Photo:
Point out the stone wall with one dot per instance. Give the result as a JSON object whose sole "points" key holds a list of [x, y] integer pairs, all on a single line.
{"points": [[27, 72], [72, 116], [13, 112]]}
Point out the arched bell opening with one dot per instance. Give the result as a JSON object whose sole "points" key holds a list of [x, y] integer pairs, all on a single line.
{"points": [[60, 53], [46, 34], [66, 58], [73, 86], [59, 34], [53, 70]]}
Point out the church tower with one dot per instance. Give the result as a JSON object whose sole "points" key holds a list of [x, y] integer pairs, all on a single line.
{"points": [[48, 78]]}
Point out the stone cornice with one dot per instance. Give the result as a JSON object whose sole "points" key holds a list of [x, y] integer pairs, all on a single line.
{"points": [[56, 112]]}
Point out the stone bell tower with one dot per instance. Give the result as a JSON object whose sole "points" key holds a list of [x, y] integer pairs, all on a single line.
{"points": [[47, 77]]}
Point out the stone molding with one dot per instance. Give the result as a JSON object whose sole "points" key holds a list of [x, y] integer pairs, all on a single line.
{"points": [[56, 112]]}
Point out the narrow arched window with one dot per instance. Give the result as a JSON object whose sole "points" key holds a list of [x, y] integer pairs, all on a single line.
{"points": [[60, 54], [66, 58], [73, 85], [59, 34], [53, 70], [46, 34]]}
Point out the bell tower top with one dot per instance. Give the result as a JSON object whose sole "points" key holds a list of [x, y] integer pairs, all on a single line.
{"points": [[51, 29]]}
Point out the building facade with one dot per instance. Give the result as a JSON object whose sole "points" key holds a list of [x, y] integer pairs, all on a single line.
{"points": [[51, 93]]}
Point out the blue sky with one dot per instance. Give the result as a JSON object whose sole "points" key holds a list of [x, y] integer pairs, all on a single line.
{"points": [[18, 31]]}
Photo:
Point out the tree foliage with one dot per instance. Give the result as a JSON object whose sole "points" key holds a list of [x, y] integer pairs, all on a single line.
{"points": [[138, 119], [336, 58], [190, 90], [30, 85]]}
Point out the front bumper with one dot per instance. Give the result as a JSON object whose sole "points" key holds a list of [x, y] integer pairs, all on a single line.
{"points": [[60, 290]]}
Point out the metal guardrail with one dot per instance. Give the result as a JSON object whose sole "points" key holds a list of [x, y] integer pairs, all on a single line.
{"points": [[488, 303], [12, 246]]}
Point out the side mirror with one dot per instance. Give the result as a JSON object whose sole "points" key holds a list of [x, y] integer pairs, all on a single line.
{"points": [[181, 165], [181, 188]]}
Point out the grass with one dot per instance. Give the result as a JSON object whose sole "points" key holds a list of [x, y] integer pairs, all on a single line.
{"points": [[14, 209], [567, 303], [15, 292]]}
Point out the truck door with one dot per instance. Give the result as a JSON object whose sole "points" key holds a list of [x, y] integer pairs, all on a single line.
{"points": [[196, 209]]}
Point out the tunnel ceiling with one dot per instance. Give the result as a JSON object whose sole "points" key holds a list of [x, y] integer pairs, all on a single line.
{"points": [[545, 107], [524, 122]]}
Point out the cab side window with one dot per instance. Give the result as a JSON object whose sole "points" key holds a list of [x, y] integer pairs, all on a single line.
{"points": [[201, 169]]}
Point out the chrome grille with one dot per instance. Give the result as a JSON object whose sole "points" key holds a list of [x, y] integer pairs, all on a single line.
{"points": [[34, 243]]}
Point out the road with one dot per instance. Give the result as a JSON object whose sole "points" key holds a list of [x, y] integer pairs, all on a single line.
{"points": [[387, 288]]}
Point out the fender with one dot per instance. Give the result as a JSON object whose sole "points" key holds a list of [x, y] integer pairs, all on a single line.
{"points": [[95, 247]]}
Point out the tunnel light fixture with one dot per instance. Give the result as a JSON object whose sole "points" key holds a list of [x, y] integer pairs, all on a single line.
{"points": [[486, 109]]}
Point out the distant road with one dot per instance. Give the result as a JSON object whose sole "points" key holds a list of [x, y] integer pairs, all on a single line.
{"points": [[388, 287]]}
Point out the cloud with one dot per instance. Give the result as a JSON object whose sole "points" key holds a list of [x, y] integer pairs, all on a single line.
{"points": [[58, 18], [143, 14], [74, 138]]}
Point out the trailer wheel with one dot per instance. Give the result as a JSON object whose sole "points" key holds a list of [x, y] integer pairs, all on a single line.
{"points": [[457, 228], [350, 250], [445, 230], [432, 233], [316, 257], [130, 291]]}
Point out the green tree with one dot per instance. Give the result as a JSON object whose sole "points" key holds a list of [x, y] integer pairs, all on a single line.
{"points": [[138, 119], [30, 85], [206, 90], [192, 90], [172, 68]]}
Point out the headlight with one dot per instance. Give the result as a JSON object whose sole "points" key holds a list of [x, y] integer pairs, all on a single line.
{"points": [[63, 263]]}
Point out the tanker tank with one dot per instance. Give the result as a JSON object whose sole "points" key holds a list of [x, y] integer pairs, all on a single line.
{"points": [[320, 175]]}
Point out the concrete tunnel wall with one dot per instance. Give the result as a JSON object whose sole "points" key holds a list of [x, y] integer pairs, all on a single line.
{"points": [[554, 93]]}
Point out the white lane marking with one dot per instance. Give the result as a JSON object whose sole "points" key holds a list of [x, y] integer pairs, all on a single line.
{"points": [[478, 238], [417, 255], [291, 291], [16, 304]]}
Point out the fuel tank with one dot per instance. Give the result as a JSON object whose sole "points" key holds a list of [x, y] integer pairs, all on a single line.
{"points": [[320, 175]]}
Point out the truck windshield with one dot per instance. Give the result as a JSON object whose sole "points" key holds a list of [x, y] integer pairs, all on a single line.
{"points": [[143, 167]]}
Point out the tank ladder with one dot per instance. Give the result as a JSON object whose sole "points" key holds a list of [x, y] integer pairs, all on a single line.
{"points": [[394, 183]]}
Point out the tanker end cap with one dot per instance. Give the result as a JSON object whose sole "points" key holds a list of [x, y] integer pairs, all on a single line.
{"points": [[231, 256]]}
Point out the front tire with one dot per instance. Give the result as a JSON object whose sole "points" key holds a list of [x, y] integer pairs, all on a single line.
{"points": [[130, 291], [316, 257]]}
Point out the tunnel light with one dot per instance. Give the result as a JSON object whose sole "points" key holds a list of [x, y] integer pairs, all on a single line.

What you should do — Hand back the material above in full, exactly as written.

Completed exercise —
Photo:
Point out the stone wall with one dot per instance. Give the result as a JSON object whose sole "points" key holds a list of [x, y] integer pairs, all on a single line.
{"points": [[27, 72], [72, 116], [13, 112]]}
Point out the arched bell opening with one dot per instance. Give the result as a JSON object whose sole "points" key holds a list of [x, y] integer pairs, all on a single line.
{"points": [[60, 53], [46, 34], [66, 58], [73, 86], [59, 34], [53, 70]]}
Point out the church tower with one dot per instance. Give the result as a JSON object whose sole "points" key holds a list of [x, y] integer pairs, all on a single line.
{"points": [[48, 78]]}
Point out the stone cornice with one dot per instance. Give the result as a JSON object whose sole "points" key holds a list of [x, y] integer pairs, all on a single line.
{"points": [[56, 112]]}
Point out the stone bell tower with one dot per instance. Give the result as a JSON object whose sole "points" key holds a list of [x, y] integer pairs, all on a single line.
{"points": [[47, 77]]}
Point out the stone molding with one dot per instance. Give the result as a JSON object whose sole "points" key holds a list of [x, y] integer pairs, all on a single line.
{"points": [[56, 112]]}
Point out the narrow arched window with one dot per instance. Give the result as a JSON object whose sole "points" key holds a list of [x, y] integer pairs, all on a single line.
{"points": [[60, 54], [66, 58], [73, 85], [59, 34], [53, 70], [46, 34]]}
Point out the bell tower top with one dot per instance. Give the result as a JSON object whose sole "points" key holds a list of [x, y] integer pairs, all on a single line.
{"points": [[51, 29]]}
Point out the building facade with one dot per instance. Give the result as a JSON object whose sole "points" key holds a list of [x, y] integer pairs, all on a single line.
{"points": [[51, 93]]}
Point out the blue sky with one dot per instance. Give the result as a JSON object whose sole "points" key holds a list of [x, y] integer pairs, all on a single line.
{"points": [[18, 31]]}
Photo:
Point out the tree foliage with one dot per instance. Give the result as a JSON object whose sole "points" key holds a list of [x, y] integer pairs, all on a single line.
{"points": [[138, 119], [336, 58], [190, 90], [30, 85]]}
Point out the front bumper with one dot per instance. Give the result as a JSON object whose sole "points" key holds a list of [x, y] integer pairs, all on a single line.
{"points": [[60, 290]]}
Point out the metal guardrail with one dot per instance. Give the result as a JSON object whose sole "points" key holds a list of [x, y] integer pairs, all on a single line.
{"points": [[488, 303], [12, 246]]}
Point out the side mirror with one dot per instance. Give the result as a JSON object whose sole "points" key holds a list of [x, y] integer pairs, all on a single line.
{"points": [[181, 165], [181, 188]]}
Point out the grass with one dot per instance. Give the result as a JSON object whose sole "points" key holds a list of [x, y] integer pairs, all on a single line.
{"points": [[14, 209], [567, 303], [15, 292]]}
Point out the truck door with one dot per instance. Give the result as a JSON object whose sole "points" key holds a list of [x, y] integer pairs, all on a single line.
{"points": [[196, 209]]}
Point out the tunnel ceiling with one dot per instance. Give the result as a JSON object whose sole "points" key holds a list of [x, y] integer pairs, all on a single line.
{"points": [[545, 107], [524, 122]]}
Point out the cab side window with one dot per instance. Give the result as a JSON object whose sole "points" key holds a list of [x, y] integer pairs, all on a single line.
{"points": [[201, 169]]}
Point out the chrome grille with one dot per instance. Give the result as a JSON object whose sole "points" key holds a list of [x, y] integer pairs, all on a single line.
{"points": [[34, 243]]}
Point out the road with one dot per instance. Give the result as a JSON object whose sole "points" key holds a list of [x, y] integer pairs, all on a single line.
{"points": [[387, 288]]}
Point out the fender with one dot per instance. Give the result as a JSON object whose sole "points" key holds a list of [x, y] integer pairs, all on a single line.
{"points": [[95, 247]]}
Point out the tunnel light fixture with one dot per instance. Give the result as a JSON object whose sole "points" key holds a list of [x, y] integer pairs, all on a single line.
{"points": [[486, 109]]}
Point out the distant road with one dot per instance. Give the result as a JSON object whose sole "points" key holds a list of [x, y] integer pairs, all on a single line.
{"points": [[388, 287]]}
Point out the cloud with one dot per instance. Give the result as a JSON object whose sole "points" key holds a list of [x, y] integer pairs, all on a single line.
{"points": [[58, 18], [143, 14], [74, 138]]}
Point out the trailer wheel with one dot per instance. Give the result as a JSON object whose sole "points" key holds a list of [x, y] integer pairs, all on a single line.
{"points": [[457, 228], [350, 250], [445, 230], [432, 233], [316, 257], [130, 291]]}
Point out the green tree with one dot per instance. Give the result as a JSON object whose sole "points" key holds a list of [x, y] integer pairs, all on a single line.
{"points": [[138, 119], [30, 85], [206, 90], [192, 90], [172, 68]]}
Point out the headlight with one dot per instance. Give the result as a JSON object whose sole "points" key holds a list of [x, y] integer pairs, all on a single line.
{"points": [[63, 263]]}
Point out the tanker tank with one dot per instance. Give the result as a JSON object whose sole "points" key holds a list of [x, y] integer pairs, all on a single line.
{"points": [[320, 175]]}
Point out the concrete tunnel wall with one dot per instance. Give the result as a JSON object whose sole "points" key holds a list of [x, y] integer pairs, all on a single line.
{"points": [[554, 93]]}
Point out the white lane marking with one dot per instance. Give the result as a JSON object whose sole "points" key holds a list of [x, y] integer pairs, all on a single line.
{"points": [[478, 238], [417, 255], [291, 291], [16, 304]]}
Point out the fuel tank with one dot per instance. Give the result as a JSON object whose sole "points" key holds a list of [x, y] integer pairs, all on a single line.
{"points": [[320, 175]]}
Point out the truck windshield with one dot per instance. Give the result as a JSON object whose sole "points" key holds a list of [x, y] integer pairs, all on a single line.
{"points": [[143, 167]]}
Point out the tank ladder with one dot per instance. Give the result as a JSON object whose sole "points" key holds a list of [x, y] integer pairs, all on a single line.
{"points": [[394, 183]]}
Point out the tanker end cap with one dot per instance. Give the result as a JSON object whose sole "points" key holds a list of [x, y] integer pairs, all on a single line.
{"points": [[231, 256]]}
Point out the front tire with one dot per instance. Give the result as a JSON object whose sole "points" key holds a list of [x, y] integer pairs, all on a single line.
{"points": [[130, 291], [316, 257]]}
Point out the tunnel light with one dot per instance. Give the result as a JSON object whose sole "points" key holds a list of [x, y] integer pairs, all on a single line.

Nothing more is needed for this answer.